§ PROBLEM DESCRIPTION
Return all lines below containing the word "grass".

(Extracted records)
-- Opening Marker --
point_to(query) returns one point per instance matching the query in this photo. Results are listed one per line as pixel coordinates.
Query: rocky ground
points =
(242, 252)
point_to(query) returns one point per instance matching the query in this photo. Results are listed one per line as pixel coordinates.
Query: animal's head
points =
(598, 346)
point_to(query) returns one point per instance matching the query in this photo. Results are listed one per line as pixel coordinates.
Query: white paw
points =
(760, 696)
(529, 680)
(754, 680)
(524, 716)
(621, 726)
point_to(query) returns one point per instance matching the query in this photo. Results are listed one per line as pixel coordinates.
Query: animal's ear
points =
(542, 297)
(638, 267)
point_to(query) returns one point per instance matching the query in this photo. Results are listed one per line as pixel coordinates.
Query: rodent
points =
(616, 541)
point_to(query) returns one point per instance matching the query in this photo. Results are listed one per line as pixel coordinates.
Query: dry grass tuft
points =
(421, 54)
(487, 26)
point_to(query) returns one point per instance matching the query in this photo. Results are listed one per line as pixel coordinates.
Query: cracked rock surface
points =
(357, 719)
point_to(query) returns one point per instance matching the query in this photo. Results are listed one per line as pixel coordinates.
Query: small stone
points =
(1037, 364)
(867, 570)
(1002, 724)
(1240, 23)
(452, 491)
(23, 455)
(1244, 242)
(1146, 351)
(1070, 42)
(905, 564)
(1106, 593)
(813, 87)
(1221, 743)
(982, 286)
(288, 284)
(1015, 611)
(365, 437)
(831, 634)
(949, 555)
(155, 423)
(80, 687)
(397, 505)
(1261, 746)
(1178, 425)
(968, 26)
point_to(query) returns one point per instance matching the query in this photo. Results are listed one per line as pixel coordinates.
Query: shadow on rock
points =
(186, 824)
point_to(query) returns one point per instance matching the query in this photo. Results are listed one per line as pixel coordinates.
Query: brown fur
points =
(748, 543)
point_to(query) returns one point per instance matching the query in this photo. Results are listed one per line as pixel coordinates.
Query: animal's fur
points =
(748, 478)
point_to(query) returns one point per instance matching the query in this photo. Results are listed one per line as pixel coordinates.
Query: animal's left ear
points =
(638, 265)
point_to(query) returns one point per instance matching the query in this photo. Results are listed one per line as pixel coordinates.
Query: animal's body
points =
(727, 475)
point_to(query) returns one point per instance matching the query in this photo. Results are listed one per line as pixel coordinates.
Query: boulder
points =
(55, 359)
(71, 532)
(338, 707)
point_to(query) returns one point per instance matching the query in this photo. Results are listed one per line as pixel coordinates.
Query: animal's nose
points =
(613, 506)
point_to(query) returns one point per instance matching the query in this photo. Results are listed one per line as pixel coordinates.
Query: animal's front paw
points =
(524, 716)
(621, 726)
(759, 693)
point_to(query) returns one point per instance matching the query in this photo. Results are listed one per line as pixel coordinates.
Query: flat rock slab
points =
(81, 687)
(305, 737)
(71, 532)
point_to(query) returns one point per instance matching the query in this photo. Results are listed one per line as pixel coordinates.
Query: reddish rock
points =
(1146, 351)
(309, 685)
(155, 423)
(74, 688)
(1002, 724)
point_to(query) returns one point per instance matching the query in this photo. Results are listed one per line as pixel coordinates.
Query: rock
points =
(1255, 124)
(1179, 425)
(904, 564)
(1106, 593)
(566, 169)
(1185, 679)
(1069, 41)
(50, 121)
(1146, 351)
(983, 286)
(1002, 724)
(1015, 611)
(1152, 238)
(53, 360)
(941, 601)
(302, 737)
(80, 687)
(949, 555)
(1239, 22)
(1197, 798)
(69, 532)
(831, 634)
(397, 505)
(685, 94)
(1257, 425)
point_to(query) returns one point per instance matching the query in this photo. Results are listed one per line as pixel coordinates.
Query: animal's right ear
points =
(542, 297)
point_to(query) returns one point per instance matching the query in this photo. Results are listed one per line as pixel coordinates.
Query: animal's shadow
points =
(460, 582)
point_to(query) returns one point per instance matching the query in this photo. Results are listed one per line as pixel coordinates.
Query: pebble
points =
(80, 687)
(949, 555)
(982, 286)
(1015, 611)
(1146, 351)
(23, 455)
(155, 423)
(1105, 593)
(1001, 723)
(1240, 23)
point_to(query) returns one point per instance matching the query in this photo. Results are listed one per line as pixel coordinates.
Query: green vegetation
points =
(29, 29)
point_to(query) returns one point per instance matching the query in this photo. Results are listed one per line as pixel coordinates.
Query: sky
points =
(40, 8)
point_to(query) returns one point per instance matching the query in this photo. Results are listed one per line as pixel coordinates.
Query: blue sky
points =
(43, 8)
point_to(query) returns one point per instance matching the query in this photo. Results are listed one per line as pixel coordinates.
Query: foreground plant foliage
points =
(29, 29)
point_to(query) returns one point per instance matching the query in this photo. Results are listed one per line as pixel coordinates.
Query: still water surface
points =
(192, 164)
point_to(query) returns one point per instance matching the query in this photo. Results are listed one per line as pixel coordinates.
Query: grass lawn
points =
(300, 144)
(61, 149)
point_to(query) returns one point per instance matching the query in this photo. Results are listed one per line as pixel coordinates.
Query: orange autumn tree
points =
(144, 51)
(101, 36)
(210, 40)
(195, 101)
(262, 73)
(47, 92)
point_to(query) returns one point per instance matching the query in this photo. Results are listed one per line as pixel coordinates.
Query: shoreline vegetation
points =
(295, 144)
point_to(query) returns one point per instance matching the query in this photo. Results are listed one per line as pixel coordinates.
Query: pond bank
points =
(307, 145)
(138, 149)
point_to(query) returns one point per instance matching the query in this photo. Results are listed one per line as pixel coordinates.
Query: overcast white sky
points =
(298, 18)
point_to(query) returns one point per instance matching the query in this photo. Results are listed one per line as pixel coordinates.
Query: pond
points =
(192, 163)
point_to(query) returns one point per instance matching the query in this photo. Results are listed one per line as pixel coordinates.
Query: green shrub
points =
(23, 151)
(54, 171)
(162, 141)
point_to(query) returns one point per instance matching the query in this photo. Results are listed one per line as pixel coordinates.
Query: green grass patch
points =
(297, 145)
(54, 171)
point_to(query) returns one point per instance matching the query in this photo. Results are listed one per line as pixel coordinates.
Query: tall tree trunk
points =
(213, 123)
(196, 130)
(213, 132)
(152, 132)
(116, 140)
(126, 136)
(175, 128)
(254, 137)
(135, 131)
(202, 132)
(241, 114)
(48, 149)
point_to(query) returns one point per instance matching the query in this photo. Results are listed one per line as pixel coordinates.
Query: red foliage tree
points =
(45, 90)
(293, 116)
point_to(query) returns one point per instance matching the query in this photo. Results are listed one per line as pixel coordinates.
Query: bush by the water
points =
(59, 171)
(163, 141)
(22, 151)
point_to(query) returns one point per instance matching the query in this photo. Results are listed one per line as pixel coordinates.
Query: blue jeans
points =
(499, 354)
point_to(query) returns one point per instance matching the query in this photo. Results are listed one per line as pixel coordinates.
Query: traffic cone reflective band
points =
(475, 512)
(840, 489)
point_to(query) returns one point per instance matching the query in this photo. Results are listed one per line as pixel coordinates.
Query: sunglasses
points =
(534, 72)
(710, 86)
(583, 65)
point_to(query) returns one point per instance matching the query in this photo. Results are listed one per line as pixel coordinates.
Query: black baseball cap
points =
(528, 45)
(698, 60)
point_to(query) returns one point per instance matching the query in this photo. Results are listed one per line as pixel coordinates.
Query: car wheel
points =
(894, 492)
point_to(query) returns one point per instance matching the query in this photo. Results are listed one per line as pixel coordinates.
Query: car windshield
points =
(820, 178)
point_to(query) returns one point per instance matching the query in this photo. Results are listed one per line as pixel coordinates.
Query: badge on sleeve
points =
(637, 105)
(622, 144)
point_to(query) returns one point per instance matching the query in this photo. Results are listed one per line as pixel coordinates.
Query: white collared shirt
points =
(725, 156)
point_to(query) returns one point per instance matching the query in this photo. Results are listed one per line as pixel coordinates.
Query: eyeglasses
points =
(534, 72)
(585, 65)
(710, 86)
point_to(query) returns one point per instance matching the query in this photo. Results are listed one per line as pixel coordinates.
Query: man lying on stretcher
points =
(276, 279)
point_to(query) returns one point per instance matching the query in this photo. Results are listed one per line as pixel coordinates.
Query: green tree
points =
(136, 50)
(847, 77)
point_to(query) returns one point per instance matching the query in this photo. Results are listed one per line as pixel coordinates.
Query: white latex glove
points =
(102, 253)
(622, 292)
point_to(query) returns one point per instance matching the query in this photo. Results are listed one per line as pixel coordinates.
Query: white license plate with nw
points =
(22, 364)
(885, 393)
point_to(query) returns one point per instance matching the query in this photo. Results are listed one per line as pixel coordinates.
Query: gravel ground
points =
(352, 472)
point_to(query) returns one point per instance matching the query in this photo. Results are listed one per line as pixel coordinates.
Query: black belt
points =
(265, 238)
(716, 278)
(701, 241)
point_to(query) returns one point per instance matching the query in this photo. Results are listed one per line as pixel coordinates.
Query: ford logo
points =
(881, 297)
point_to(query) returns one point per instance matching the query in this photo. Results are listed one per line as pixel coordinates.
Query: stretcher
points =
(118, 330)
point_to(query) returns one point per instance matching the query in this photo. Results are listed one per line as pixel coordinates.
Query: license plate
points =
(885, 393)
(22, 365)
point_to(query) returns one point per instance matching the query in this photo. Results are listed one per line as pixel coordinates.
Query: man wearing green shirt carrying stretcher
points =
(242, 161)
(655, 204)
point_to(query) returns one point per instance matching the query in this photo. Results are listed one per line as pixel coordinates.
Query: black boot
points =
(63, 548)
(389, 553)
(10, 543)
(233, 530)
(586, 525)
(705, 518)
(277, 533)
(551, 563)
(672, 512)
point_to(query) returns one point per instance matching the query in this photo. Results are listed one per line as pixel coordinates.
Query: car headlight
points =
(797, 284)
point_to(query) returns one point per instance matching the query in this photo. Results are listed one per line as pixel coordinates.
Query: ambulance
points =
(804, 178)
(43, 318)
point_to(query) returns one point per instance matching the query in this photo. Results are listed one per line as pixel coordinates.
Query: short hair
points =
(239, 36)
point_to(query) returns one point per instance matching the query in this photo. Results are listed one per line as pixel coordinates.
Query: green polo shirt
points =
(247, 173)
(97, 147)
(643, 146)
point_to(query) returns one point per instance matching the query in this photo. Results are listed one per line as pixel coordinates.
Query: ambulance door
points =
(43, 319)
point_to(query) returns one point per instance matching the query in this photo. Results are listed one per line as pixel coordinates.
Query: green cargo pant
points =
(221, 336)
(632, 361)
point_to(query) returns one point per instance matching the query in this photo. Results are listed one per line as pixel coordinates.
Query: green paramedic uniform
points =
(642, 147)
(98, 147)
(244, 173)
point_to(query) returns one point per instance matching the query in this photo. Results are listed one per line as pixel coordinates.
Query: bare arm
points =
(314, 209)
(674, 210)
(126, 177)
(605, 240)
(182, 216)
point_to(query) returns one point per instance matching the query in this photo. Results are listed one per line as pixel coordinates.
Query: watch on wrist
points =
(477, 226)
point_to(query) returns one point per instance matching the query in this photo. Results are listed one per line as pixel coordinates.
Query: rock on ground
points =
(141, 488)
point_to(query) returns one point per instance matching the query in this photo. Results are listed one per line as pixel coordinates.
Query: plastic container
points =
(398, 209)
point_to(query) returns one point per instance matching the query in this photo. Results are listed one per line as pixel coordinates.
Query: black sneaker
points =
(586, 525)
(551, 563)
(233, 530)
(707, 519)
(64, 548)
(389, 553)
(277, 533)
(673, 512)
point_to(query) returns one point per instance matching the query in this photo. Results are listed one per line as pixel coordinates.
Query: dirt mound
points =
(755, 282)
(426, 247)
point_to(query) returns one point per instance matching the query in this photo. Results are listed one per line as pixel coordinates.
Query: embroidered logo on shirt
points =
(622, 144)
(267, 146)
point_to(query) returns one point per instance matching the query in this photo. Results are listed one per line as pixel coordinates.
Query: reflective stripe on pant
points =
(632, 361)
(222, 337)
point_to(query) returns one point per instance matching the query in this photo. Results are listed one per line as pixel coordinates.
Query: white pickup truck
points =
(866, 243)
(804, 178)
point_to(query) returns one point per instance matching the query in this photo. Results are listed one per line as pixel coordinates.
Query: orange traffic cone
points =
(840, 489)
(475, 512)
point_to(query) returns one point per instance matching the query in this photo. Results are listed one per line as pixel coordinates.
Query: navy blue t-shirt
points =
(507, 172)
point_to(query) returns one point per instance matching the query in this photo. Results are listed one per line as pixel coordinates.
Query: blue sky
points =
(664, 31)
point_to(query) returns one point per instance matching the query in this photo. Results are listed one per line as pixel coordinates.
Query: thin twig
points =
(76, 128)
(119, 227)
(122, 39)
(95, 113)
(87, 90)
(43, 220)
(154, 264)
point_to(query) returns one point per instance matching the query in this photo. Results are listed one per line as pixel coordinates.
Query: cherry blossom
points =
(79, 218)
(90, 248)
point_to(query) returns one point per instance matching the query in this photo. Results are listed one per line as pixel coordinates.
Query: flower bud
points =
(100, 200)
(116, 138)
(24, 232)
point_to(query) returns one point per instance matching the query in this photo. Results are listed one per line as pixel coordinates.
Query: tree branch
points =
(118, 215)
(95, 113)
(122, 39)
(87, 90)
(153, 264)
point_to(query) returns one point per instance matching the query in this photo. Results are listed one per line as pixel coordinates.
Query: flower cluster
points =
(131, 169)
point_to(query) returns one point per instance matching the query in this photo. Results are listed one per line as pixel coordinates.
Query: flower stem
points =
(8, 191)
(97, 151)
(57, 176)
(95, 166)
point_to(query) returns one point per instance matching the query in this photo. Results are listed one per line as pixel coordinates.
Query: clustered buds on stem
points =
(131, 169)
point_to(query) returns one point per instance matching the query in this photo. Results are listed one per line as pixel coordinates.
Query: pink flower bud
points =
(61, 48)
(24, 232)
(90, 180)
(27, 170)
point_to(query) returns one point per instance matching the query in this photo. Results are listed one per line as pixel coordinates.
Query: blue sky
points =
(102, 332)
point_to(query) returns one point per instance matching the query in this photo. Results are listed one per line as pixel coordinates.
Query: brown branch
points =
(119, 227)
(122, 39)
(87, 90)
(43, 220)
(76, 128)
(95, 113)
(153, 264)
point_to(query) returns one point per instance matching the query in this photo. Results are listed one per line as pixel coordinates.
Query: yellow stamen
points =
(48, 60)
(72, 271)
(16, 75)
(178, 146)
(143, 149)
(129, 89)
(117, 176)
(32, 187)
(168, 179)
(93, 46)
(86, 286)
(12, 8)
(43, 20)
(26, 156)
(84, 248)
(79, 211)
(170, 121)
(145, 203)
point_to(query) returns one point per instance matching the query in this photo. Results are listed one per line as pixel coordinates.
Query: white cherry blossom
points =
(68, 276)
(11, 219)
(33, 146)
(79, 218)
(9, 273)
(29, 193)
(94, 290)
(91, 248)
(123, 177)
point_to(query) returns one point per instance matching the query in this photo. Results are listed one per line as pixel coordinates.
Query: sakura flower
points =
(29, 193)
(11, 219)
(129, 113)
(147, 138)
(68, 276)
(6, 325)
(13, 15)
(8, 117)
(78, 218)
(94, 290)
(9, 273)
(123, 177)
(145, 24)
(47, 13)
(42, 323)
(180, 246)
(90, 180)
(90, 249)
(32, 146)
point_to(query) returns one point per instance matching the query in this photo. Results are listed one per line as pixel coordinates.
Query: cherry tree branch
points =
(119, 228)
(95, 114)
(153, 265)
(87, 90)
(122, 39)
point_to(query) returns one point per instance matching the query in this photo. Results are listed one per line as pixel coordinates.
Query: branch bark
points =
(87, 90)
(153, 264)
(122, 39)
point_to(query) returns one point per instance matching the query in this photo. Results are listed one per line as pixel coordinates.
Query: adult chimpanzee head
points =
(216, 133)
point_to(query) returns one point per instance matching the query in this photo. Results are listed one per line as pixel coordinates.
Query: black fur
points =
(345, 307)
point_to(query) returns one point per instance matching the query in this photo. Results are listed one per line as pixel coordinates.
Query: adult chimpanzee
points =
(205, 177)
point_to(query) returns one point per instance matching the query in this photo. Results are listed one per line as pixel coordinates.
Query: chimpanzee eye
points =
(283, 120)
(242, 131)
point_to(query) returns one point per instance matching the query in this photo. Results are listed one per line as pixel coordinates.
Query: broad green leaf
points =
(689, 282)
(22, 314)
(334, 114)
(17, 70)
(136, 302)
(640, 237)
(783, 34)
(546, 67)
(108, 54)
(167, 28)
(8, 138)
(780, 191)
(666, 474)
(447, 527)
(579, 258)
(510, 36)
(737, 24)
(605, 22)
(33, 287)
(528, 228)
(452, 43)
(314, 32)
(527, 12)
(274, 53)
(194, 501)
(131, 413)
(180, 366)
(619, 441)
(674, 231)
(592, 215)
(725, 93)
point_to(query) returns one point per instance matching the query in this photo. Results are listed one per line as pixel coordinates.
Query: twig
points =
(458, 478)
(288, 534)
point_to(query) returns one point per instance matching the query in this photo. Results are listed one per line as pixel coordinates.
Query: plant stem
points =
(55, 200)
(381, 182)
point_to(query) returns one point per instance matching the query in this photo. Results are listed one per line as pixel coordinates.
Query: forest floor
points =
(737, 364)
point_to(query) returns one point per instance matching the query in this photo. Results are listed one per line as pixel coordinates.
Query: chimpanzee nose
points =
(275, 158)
-- Closing Marker --
§ RESULT FOR THIS EXERCISE
Query: dry grass tuft
Query: grass lawn
Query: green grass patch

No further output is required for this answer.